Exercise instructions
Can you repeat the listing from the line with "Locate one point per instance of the farmland" to the line with "[(365, 313), (1047, 199), (1189, 130)]", substituting "Label" for "Target" and leaving everything else unchanged?

Supplied data
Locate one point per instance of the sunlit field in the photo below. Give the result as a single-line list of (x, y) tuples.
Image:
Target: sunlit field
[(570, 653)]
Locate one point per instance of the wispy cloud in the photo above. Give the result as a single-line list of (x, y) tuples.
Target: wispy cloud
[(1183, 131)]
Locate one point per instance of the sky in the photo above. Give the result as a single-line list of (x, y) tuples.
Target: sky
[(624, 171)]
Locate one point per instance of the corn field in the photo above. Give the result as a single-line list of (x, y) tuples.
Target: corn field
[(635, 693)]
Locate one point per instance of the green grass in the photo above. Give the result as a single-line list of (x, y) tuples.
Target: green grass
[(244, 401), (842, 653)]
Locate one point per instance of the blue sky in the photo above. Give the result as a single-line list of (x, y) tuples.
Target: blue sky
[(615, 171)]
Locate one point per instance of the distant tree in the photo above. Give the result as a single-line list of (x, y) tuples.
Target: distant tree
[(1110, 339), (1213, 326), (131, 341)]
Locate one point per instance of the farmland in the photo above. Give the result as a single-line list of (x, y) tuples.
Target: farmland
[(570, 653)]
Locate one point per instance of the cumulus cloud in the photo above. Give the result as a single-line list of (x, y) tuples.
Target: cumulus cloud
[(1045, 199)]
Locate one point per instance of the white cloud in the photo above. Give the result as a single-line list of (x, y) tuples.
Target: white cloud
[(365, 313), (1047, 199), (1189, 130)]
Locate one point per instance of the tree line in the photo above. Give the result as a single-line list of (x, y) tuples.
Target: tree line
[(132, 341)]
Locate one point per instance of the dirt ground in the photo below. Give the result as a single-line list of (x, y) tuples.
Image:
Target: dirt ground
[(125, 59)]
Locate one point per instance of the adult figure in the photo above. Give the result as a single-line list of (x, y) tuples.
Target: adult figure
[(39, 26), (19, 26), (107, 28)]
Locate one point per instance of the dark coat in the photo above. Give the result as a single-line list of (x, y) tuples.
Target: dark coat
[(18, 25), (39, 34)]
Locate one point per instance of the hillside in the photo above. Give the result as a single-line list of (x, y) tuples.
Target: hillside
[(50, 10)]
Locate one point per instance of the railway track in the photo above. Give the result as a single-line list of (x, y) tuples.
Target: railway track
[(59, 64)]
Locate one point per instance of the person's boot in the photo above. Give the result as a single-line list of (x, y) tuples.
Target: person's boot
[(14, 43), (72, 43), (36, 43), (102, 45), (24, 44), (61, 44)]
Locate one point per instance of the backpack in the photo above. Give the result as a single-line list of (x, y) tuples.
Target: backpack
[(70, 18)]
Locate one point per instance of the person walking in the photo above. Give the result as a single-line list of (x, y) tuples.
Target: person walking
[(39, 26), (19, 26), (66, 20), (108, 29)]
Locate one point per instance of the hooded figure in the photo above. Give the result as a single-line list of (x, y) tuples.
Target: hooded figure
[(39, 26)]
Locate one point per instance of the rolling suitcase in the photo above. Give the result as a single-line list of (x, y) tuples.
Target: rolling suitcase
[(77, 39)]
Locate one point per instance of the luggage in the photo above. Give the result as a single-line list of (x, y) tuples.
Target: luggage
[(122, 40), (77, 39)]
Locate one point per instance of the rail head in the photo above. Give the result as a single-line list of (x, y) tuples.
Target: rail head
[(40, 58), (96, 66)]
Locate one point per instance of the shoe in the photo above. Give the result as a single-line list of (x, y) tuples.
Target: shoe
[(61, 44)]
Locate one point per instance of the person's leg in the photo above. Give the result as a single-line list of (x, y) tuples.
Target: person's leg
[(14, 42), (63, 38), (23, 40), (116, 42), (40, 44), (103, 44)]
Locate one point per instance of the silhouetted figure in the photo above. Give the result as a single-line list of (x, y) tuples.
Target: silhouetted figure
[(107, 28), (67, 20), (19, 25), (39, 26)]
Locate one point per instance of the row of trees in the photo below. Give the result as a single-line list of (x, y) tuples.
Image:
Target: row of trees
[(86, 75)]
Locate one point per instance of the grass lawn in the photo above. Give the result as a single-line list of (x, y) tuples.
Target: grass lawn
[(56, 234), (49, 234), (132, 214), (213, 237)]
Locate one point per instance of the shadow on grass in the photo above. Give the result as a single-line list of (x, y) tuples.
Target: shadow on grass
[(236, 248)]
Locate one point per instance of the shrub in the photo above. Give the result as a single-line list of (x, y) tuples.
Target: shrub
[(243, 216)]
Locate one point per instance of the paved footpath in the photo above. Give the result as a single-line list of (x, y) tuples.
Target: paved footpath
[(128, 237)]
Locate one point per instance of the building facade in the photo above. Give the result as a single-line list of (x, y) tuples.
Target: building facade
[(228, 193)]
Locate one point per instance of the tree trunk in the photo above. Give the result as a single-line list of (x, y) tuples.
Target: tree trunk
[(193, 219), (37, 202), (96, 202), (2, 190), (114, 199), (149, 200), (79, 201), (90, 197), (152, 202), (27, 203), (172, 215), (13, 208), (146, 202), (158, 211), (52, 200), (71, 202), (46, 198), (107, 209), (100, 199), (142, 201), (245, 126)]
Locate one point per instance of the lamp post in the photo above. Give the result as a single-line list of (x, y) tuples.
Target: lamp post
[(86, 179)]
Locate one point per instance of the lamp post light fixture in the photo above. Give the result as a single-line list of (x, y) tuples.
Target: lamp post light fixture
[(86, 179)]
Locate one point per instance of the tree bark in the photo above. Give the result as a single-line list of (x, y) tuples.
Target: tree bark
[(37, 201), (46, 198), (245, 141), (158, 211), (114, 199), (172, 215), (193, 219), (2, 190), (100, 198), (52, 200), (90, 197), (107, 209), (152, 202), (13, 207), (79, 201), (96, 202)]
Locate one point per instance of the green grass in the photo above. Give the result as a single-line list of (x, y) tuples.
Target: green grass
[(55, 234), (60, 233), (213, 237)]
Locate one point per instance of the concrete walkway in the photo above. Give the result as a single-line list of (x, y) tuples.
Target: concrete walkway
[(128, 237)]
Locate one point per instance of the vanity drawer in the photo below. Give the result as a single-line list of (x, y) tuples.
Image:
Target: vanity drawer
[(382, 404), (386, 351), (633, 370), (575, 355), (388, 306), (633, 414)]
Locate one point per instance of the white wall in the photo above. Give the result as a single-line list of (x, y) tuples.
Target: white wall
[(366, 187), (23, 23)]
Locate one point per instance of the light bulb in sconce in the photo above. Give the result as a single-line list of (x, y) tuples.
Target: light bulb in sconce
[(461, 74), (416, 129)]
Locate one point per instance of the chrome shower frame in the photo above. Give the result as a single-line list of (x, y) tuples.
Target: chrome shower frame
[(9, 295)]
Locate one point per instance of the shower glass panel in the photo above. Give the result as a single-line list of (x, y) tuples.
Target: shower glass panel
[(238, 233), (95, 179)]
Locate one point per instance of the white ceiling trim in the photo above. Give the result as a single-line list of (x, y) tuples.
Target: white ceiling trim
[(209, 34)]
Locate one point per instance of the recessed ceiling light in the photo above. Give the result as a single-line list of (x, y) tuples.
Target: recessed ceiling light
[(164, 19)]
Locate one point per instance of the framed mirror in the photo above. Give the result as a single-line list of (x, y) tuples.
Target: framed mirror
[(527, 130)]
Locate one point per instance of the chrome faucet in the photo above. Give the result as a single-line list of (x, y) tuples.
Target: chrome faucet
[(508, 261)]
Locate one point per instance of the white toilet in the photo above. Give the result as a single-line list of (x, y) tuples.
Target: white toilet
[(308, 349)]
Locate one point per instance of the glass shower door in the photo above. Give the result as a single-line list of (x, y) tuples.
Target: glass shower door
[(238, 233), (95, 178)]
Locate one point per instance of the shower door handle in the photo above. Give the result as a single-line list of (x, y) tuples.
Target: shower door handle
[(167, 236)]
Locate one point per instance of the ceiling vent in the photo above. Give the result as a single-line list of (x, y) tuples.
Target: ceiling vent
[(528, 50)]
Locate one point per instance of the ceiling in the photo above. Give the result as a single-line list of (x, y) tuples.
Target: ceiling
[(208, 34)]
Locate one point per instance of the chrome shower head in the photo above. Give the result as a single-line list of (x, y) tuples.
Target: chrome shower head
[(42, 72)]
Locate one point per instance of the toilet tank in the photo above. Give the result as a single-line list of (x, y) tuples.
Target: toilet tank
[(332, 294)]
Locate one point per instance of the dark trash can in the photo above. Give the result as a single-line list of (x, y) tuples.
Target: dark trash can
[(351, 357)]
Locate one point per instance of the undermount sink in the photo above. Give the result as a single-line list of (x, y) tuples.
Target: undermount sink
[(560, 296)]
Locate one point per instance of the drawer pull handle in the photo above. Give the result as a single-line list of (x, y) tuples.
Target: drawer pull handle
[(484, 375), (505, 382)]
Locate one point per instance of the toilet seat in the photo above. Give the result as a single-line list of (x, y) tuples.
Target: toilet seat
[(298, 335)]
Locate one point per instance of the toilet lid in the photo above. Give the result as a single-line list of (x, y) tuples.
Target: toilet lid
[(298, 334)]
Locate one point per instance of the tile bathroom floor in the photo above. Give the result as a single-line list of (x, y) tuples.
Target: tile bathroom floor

Solution to the exercise
Locate one point per instance of the farmland in the photo above. Give the result as a single-line list of (x, y) tuples.
Label: farmland
[(570, 653)]
Locate one point per instance of the cumulus cloud in the photo above. Give the result as a single-line list of (x, y) tuples.
Label: cumulus cloud
[(1045, 199)]
Locate one point per instance of the white cloud in the photo above. Give the result as a single-line list of (x, y) tuples.
Label: white cloud
[(365, 313), (1047, 199), (1189, 130)]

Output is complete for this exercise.